13777 Literatura Inglesa

2000-2001



Identificació/Identification:
13777 Literatura Inglesa
Tipus de Curs/Type of Course:
Troncal - Primer cecle (2 Curs)
Créditos/Credits:
5
Condició prèvia/Initial Requirements:
Cap/None
Mètode docent/Teaching and Learning Methods:
Classe magistral i treball en equip (lecture and team-work).
Llengua en que s'imparteix/Language used by lecturer during the course:
Grup A/B: (Castellano) - (Valencià) - (English) - (Deutsch)
Descripció del Curs/Contents for the course:

Introduction and overview to English Literature.
Dyachronic and hypertextual analysis of authors and their works, up-date of current sociological, technological and postmodernist criticism. You should end the course with a broad overview of the literature available on the Internet. Such an overview gives you a chance to link ideas together, see historical shifts in tastes and ideology, create a frame and narrative for the wide array of literary works. As we read through British literature, We'll keep in mind how the British world changes, how the authors of these different historical periods map their own ideas of culture, nature, history, and art. How all that influenced the development of German literature.

In-class activities will be dealt with in-class.
Out_of_class activities will be dealt with virtually, that is based on the use of student e-mail and listserver set-ups.

_Listing_:
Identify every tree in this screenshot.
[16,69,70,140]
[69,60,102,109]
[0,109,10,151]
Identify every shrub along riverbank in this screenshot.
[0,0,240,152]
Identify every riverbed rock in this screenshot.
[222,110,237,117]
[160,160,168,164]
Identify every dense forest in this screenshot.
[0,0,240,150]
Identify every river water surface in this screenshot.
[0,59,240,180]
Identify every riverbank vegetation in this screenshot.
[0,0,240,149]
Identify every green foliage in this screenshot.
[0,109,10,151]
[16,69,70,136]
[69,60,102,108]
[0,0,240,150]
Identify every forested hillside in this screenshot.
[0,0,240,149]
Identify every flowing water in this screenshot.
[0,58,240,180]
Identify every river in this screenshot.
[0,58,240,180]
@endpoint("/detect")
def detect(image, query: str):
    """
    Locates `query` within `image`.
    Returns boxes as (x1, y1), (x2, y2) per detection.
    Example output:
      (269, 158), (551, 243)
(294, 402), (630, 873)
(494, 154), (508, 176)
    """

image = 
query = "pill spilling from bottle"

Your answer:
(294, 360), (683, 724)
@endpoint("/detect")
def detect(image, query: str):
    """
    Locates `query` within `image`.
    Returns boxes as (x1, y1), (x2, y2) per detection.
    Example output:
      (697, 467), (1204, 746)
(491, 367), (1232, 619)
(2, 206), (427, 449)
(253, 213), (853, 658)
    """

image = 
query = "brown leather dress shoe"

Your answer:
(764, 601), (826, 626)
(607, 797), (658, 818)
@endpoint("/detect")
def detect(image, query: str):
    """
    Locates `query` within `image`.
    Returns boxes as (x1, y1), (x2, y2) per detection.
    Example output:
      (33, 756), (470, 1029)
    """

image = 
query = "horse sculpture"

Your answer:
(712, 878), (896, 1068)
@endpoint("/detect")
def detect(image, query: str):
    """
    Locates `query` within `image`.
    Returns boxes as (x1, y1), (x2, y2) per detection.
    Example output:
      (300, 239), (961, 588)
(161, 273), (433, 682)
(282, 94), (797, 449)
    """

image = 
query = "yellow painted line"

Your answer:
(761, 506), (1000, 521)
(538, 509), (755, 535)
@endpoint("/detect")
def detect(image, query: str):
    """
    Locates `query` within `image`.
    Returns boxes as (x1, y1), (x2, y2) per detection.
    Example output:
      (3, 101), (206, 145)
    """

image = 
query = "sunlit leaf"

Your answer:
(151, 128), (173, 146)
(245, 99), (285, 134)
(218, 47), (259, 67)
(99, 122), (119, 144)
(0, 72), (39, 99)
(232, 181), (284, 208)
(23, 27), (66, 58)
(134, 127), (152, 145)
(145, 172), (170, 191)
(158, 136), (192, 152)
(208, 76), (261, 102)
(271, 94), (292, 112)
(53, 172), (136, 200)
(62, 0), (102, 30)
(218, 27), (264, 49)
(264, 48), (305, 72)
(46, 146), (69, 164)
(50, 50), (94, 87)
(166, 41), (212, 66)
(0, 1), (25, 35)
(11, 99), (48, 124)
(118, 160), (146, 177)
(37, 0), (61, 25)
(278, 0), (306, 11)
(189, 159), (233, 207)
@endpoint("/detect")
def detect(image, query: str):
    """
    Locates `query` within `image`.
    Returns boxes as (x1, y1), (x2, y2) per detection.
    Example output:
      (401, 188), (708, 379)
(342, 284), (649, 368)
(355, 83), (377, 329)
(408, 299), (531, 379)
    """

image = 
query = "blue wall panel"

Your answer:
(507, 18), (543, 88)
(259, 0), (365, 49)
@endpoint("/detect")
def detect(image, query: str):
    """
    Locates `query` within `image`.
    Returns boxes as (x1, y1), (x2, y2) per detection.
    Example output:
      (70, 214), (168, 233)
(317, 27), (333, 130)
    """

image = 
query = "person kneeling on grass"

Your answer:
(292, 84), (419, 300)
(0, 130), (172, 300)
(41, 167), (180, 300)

_Instructions for the task_: Decide whether each statement agrees with the English Literature course description, answering yes or no and quoting the words of the course description that decide it. 1. The course has initial requirements. 2. Team-work is one of the teaching methods. 3. Out-of-class activities are handled in person. The records have nothing to do with the text.

_Finished answer_:
1. No: "Cap/None"
2. Yes: "Classe magistral i treball en equip (lecture and team-work)."
3. No: "Out_of_class activities will be dealt with virtually"